(Data listing)
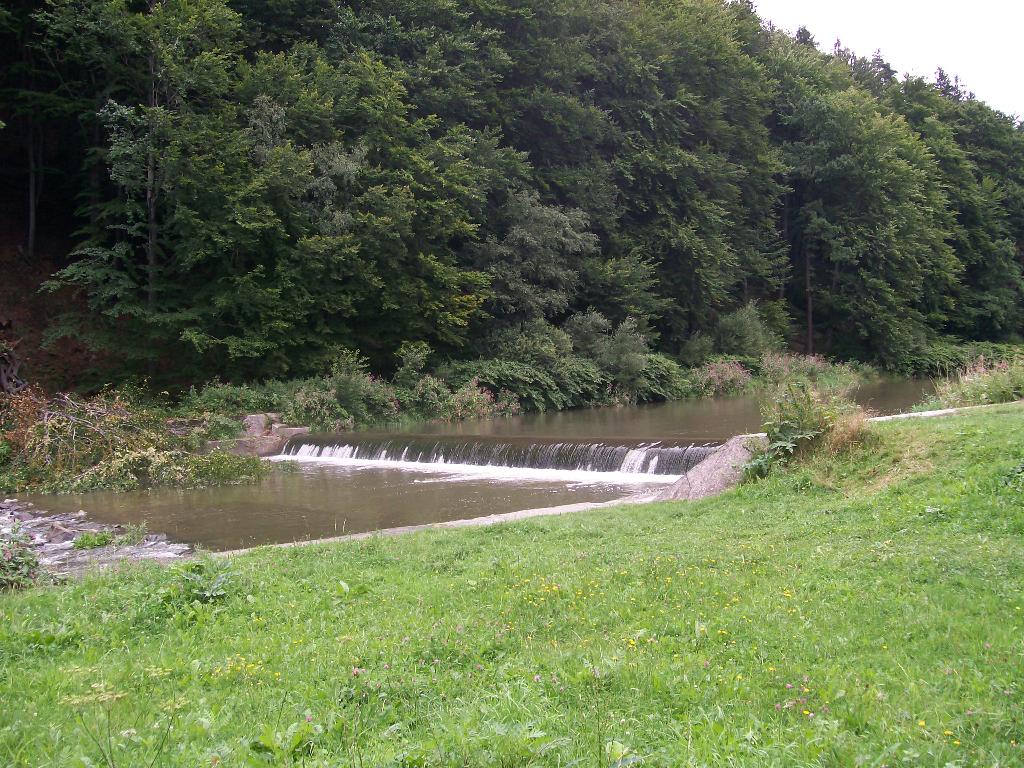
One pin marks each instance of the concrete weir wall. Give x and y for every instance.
(719, 472)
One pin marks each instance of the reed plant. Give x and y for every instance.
(983, 382)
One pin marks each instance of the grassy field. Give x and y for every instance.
(865, 609)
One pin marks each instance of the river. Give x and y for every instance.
(438, 472)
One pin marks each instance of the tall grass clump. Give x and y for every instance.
(800, 420)
(981, 383)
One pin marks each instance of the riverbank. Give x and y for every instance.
(68, 545)
(851, 607)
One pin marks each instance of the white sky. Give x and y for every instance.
(979, 40)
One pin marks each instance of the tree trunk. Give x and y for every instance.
(30, 245)
(152, 199)
(809, 296)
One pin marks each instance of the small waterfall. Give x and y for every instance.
(623, 458)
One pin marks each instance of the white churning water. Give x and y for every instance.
(517, 458)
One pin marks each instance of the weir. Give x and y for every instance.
(621, 457)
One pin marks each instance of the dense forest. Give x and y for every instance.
(243, 189)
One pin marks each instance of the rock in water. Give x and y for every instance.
(720, 471)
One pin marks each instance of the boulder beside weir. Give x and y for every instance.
(720, 471)
(264, 435)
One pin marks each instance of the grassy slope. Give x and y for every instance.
(863, 610)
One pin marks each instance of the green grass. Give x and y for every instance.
(864, 609)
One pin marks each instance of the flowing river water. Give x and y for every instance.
(354, 482)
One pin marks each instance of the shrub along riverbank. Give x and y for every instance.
(128, 438)
(861, 606)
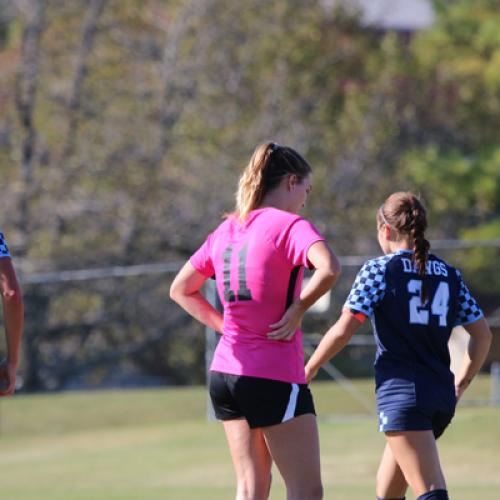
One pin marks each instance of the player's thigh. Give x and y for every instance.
(417, 455)
(391, 482)
(294, 446)
(249, 452)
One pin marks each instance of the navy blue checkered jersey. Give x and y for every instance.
(412, 364)
(4, 250)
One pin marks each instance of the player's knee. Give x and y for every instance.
(253, 490)
(434, 495)
(309, 492)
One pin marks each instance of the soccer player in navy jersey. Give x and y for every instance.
(13, 311)
(414, 299)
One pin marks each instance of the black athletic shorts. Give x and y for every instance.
(262, 402)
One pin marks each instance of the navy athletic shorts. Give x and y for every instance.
(262, 402)
(413, 419)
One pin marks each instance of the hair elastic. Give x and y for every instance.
(381, 212)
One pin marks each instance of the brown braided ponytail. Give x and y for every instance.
(269, 163)
(406, 213)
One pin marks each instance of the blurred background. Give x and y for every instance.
(124, 126)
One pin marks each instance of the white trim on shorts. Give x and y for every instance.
(292, 404)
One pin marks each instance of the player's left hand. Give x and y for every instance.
(7, 378)
(310, 373)
(286, 327)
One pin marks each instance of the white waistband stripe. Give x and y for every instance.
(292, 403)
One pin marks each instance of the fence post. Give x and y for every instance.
(495, 383)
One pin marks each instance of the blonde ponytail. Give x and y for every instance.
(267, 166)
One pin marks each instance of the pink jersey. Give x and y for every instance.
(258, 267)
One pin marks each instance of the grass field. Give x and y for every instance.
(157, 444)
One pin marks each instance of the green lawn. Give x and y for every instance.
(157, 444)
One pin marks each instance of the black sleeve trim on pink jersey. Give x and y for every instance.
(291, 286)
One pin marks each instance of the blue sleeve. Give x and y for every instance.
(4, 250)
(468, 310)
(368, 288)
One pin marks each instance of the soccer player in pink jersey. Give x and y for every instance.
(257, 256)
(13, 313)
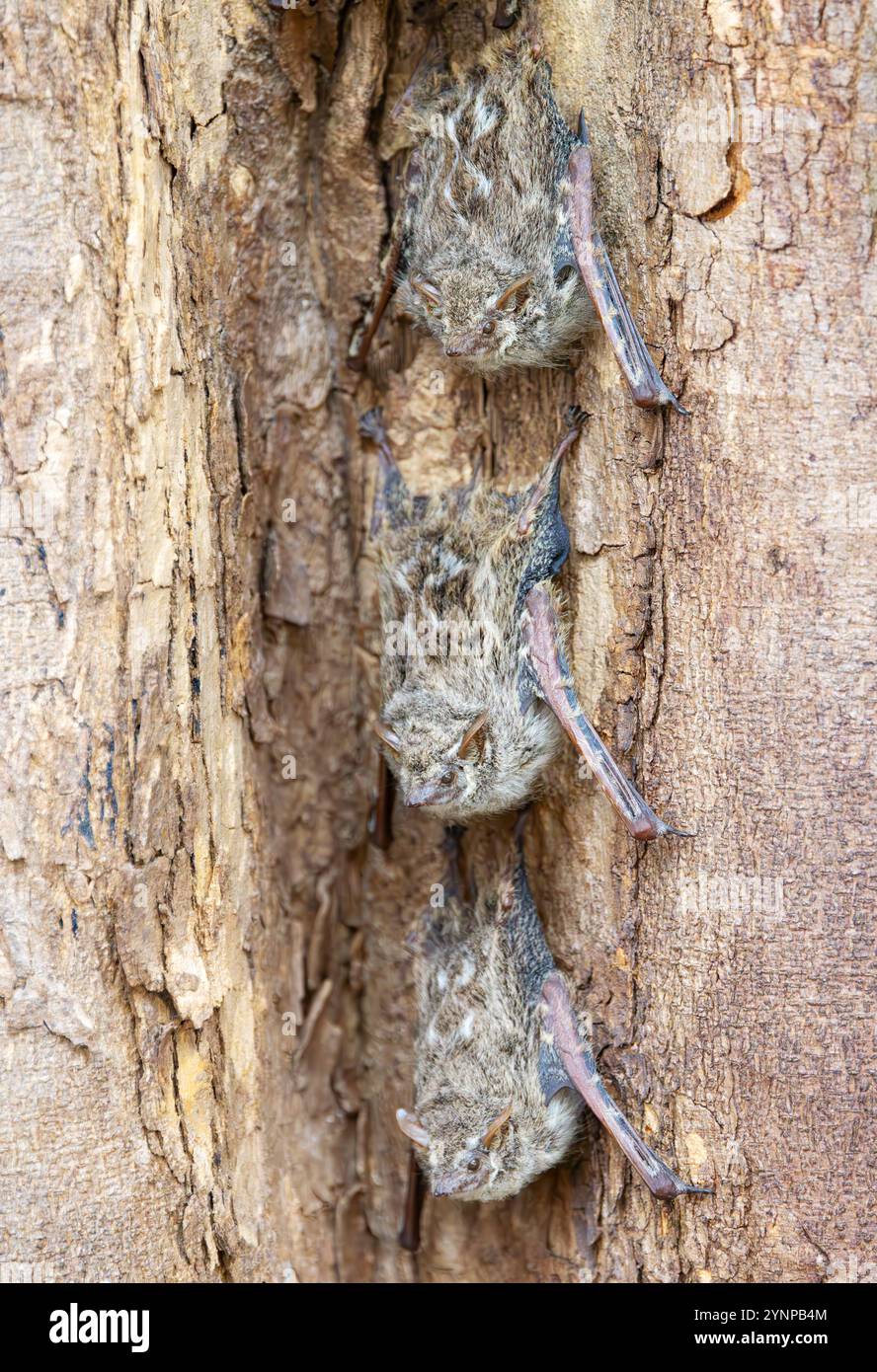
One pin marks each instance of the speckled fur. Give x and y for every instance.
(478, 1052)
(457, 560)
(488, 206)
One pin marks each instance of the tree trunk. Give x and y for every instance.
(207, 1012)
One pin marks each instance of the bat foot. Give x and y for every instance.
(663, 827)
(575, 418)
(356, 362)
(372, 425)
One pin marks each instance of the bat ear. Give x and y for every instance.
(494, 1131)
(471, 734)
(387, 735)
(412, 1128)
(515, 295)
(429, 291)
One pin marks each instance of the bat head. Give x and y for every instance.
(458, 757)
(481, 1150)
(472, 309)
(440, 751)
(489, 319)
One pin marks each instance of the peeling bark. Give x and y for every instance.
(204, 1002)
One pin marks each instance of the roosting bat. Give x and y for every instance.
(474, 672)
(503, 1065)
(496, 250)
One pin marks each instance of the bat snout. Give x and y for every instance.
(467, 344)
(430, 794)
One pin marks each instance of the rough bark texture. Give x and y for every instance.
(206, 1013)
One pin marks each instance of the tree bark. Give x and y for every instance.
(206, 1010)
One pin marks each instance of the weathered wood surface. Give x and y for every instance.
(194, 202)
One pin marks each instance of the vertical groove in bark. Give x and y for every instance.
(206, 1013)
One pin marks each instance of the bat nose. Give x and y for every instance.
(463, 345)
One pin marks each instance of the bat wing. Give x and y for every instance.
(643, 377)
(549, 668)
(566, 1058)
(570, 1059)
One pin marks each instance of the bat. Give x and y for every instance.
(503, 1063)
(475, 679)
(496, 250)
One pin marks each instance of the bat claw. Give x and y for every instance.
(372, 424)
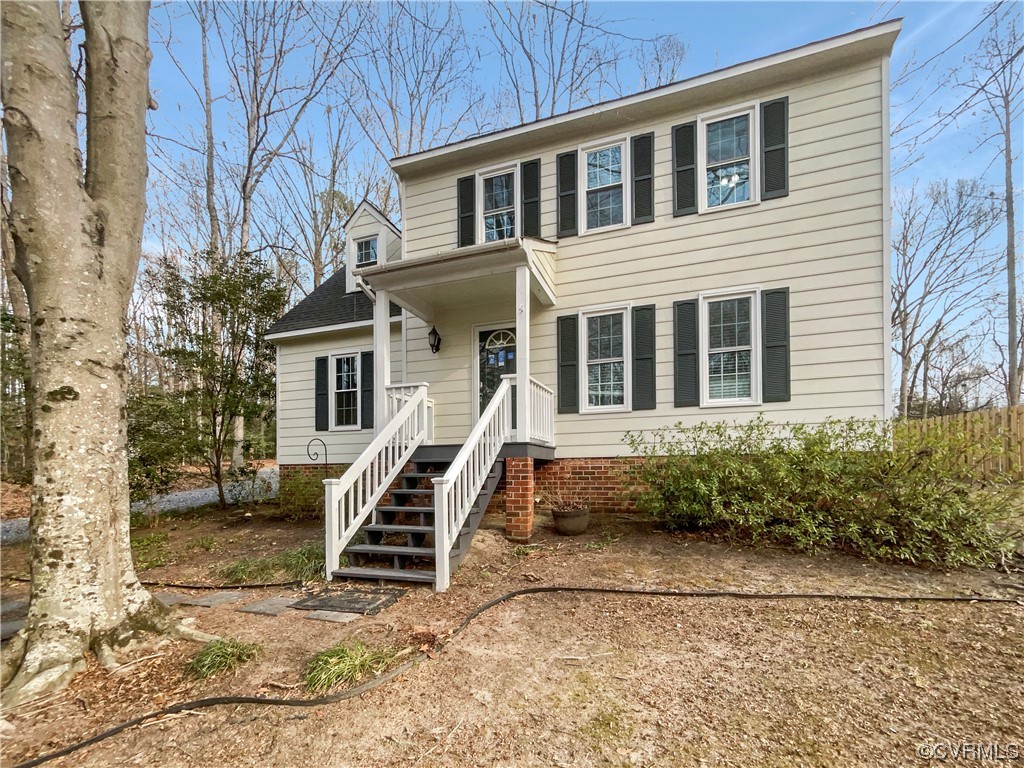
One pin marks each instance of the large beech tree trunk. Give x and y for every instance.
(77, 235)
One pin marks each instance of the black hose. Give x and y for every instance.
(201, 704)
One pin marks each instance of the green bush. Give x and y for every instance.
(870, 487)
(301, 497)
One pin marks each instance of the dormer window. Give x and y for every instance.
(499, 206)
(366, 252)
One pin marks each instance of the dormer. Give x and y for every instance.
(370, 239)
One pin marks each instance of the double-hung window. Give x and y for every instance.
(499, 206)
(345, 392)
(730, 348)
(726, 148)
(605, 195)
(366, 252)
(606, 354)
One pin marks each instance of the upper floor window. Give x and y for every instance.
(345, 392)
(499, 206)
(604, 192)
(726, 153)
(366, 252)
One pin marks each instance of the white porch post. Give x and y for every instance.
(382, 357)
(522, 351)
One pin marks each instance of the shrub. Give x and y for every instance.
(301, 498)
(220, 655)
(865, 486)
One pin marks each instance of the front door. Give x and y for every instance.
(497, 353)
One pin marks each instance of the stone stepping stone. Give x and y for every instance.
(272, 607)
(217, 598)
(332, 615)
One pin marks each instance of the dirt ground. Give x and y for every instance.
(578, 680)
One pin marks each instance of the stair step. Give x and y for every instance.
(398, 528)
(390, 549)
(387, 574)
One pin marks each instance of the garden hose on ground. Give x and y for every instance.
(202, 704)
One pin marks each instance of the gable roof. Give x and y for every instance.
(812, 57)
(329, 305)
(377, 213)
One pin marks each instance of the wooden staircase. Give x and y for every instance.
(396, 544)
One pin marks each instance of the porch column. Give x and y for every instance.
(382, 357)
(522, 349)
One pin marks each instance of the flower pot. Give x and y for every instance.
(570, 521)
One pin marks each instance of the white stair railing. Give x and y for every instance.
(349, 501)
(457, 491)
(542, 413)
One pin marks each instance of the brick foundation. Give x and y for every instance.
(519, 499)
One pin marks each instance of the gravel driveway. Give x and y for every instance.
(12, 531)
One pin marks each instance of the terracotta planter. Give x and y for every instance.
(570, 521)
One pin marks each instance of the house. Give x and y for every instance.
(710, 249)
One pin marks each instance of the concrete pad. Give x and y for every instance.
(14, 608)
(272, 607)
(217, 598)
(332, 615)
(9, 629)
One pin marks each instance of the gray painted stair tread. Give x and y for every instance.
(217, 598)
(398, 528)
(390, 549)
(387, 574)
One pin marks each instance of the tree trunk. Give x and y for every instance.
(78, 244)
(1013, 369)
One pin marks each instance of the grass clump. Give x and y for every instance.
(151, 551)
(220, 655)
(303, 563)
(345, 665)
(875, 488)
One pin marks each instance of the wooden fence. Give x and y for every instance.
(1006, 424)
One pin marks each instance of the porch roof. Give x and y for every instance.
(485, 271)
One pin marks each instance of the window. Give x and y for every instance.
(345, 393)
(366, 252)
(727, 145)
(499, 206)
(605, 370)
(604, 189)
(730, 348)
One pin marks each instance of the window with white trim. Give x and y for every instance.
(730, 341)
(499, 206)
(606, 355)
(366, 252)
(727, 147)
(345, 391)
(604, 192)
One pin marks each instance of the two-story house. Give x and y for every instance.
(710, 249)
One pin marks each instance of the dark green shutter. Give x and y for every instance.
(774, 148)
(530, 192)
(565, 166)
(643, 178)
(367, 390)
(467, 211)
(322, 400)
(684, 169)
(775, 345)
(686, 353)
(644, 374)
(568, 364)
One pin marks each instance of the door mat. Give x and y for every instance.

* [AIM]:
Copy every line starting with the one that contains "One pin marks each instance of the window with" and going on through the end of the items. Shift each coordinate in the answers up by 83.

* [PROBLEM SOLUTION]:
One pin marks each instance of the window with white trim. Give x and y for every instance.
(813, 424)
(582, 289)
(689, 438)
(449, 335)
(810, 230)
(428, 474)
(687, 275)
One pin marks each instance of the two-story house. Give x and y for every instance.
(793, 332)
One pin marks each instance of the dark green shutter. Give x and y for every instance.
(857, 231)
(613, 275)
(648, 249)
(726, 261)
(450, 473)
(550, 294)
(405, 483)
(767, 252)
(858, 428)
(769, 436)
(727, 457)
(651, 447)
One pin marks each instance of the door mat. Give x and y for every instance.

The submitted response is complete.